__Task requirements__: Look below for the line containing "mouth as a single point per instance.". Output it and each remaining line of the entries exactly, and nothing else.

=== Listing ===

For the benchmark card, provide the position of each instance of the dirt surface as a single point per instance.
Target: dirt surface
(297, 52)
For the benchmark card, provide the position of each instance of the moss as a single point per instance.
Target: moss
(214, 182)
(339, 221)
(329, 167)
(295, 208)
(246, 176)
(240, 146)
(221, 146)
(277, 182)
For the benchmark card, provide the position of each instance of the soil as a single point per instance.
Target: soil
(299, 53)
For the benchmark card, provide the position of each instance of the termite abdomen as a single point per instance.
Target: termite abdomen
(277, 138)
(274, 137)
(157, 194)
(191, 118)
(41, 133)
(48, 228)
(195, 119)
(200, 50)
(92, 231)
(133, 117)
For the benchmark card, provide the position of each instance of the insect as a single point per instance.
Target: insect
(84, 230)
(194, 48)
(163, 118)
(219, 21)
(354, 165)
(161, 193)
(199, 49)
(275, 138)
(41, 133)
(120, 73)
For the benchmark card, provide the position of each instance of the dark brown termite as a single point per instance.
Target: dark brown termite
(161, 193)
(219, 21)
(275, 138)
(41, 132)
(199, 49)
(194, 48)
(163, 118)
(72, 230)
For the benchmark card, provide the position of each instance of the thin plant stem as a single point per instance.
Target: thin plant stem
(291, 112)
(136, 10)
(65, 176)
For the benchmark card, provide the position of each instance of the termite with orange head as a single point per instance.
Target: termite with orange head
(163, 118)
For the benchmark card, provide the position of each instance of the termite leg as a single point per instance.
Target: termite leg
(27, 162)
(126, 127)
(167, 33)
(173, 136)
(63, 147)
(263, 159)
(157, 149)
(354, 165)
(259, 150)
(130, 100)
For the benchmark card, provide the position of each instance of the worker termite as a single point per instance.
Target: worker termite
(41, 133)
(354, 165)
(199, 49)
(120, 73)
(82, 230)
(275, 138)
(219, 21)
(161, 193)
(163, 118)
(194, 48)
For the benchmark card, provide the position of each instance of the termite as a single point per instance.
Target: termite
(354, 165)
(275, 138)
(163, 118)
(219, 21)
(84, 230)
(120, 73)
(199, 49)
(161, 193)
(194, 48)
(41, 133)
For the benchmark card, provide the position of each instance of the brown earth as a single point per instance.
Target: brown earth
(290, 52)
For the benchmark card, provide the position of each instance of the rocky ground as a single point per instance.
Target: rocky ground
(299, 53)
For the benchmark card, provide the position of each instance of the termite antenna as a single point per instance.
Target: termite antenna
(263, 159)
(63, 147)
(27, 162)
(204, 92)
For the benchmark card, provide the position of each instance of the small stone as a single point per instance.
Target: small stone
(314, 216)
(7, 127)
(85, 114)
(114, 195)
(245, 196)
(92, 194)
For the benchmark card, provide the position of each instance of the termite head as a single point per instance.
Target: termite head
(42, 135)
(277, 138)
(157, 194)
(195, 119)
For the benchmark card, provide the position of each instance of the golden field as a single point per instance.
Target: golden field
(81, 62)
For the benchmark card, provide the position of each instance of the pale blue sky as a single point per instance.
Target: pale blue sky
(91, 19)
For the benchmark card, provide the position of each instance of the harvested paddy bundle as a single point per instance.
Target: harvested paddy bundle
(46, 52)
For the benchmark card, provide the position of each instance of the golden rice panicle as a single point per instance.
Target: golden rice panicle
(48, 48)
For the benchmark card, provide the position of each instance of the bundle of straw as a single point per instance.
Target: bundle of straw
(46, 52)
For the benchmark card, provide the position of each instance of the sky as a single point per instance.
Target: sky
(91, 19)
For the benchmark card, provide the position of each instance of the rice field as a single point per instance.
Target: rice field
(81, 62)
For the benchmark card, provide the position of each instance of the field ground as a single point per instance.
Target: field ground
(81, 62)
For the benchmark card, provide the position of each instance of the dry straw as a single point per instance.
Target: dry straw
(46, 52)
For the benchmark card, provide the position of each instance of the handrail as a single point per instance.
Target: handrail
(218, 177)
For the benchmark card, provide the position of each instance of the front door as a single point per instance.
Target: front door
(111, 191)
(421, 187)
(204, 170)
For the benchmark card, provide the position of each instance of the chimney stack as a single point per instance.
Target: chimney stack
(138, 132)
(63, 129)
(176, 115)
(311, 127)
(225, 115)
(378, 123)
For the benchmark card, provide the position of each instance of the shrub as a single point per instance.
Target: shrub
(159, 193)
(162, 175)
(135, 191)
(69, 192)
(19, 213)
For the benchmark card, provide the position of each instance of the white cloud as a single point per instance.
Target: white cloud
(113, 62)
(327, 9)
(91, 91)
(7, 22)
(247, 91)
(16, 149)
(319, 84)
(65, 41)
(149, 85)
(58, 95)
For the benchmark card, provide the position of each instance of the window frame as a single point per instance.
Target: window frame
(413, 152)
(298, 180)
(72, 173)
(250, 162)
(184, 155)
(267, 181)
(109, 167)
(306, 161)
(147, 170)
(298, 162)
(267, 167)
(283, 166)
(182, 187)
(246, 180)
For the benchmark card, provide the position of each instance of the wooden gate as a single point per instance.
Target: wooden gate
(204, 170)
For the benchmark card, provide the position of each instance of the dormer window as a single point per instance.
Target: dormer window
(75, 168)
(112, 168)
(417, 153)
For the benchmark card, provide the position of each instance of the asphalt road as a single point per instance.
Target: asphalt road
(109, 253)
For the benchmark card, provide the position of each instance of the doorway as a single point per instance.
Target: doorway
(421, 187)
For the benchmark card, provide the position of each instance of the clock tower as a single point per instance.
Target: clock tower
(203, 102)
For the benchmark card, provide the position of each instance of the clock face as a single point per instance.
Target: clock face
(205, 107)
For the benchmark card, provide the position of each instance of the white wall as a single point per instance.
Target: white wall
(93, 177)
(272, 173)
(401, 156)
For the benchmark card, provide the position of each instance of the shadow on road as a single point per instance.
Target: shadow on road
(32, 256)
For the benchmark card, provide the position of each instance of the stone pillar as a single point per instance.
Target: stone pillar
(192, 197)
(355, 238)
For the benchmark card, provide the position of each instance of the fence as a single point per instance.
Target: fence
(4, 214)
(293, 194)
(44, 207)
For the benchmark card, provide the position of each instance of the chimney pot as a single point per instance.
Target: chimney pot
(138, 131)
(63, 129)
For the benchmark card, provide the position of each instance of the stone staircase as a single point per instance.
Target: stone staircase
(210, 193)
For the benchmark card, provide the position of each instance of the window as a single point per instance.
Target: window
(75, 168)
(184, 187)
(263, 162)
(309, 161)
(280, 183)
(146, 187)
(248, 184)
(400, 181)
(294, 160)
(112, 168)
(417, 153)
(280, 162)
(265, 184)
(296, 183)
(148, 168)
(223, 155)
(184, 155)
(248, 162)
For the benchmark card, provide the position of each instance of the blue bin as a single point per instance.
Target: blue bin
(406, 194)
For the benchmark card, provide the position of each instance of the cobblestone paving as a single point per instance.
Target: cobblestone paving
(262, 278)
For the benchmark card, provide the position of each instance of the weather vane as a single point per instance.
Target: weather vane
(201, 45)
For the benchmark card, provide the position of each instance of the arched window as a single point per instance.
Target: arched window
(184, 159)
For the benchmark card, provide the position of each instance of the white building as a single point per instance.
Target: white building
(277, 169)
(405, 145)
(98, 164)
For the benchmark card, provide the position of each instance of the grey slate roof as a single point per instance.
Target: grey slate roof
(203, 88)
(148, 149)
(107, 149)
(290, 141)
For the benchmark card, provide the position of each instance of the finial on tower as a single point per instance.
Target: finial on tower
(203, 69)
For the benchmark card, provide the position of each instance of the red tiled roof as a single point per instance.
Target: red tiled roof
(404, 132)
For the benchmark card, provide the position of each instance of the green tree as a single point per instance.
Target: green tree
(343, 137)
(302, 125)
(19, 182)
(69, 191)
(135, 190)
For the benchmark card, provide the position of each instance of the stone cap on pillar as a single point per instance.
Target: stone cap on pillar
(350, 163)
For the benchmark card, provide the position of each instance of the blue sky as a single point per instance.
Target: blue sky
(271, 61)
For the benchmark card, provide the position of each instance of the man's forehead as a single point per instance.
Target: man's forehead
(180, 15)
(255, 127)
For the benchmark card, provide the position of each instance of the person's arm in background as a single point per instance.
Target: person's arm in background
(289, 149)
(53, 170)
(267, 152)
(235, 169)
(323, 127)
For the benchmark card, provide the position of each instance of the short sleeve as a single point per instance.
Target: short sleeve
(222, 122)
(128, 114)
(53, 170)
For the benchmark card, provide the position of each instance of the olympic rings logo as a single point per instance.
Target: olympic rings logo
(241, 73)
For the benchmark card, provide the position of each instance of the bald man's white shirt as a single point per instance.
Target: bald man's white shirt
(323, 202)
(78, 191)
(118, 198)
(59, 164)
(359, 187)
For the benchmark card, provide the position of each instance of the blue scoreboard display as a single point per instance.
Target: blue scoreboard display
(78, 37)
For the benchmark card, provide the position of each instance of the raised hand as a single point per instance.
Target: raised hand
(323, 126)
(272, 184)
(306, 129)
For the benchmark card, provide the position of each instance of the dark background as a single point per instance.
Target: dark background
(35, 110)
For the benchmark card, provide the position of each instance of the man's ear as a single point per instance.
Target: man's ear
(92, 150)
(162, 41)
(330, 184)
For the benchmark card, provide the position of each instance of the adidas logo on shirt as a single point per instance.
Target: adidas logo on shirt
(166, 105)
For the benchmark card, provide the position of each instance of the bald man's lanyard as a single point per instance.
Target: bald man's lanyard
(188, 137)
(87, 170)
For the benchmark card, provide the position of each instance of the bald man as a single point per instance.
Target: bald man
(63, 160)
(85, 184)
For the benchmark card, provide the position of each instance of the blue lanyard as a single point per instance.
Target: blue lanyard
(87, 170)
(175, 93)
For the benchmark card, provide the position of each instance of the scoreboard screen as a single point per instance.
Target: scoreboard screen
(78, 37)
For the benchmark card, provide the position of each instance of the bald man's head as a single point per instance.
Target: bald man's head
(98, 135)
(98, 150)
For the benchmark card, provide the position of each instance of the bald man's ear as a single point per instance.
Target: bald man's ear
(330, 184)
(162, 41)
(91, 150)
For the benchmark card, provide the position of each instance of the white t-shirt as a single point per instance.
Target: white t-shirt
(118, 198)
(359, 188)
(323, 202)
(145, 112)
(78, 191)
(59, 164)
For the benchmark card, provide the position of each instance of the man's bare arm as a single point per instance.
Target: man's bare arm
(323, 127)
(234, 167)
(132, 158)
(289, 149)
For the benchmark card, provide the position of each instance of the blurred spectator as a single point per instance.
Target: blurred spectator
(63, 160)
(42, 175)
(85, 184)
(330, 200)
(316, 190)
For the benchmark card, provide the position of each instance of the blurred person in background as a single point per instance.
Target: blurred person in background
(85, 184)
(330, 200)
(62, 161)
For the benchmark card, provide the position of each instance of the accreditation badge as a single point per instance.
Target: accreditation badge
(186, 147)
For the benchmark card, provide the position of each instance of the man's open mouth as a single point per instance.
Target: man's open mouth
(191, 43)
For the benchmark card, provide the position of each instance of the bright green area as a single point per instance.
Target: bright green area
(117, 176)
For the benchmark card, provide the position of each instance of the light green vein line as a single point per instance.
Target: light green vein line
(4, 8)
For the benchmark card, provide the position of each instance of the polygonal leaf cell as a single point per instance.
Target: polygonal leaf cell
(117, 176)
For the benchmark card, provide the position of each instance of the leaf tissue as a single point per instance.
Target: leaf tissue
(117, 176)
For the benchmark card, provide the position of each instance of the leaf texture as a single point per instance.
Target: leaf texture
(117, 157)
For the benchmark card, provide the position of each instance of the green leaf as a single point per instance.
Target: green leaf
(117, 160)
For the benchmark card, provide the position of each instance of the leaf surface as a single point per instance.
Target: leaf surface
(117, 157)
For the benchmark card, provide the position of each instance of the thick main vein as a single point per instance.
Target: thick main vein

===

__Solved problem__:
For the benchmark card, provide the position of each instance of the man's open mouth as a single point per instance.
Target: man's open mouth
(191, 43)
For the benchmark card, provide the position of each instance of the bright green area as a single point per instance.
Target: bright green area
(117, 176)
For the benchmark card, provide the position of each instance of the light green vein line as a single point per instance.
Target: light green vein line
(4, 8)
For the benchmark card, provide the position of each instance of the polygonal leaf cell as a single point per instance.
Target: polygonal leaf cell
(117, 176)
For the benchmark card, provide the position of each instance of the leaf tissue as a single point per instance.
Target: leaf tissue
(117, 176)
For the benchmark card, provide the position of each instance of the leaf texture as a single point per instance.
Target: leaf texture
(117, 157)
For the benchmark card, provide the position of each instance of the green leaf as a single point per instance.
Target: green leaf
(117, 160)
For the benchmark card, provide the position of each instance of the leaf surface as a single point per instance.
Target: leaf surface
(117, 157)
For the benchmark card, provide the position of each instance of the thick main vein as a single point per instance.
Target: thick main vein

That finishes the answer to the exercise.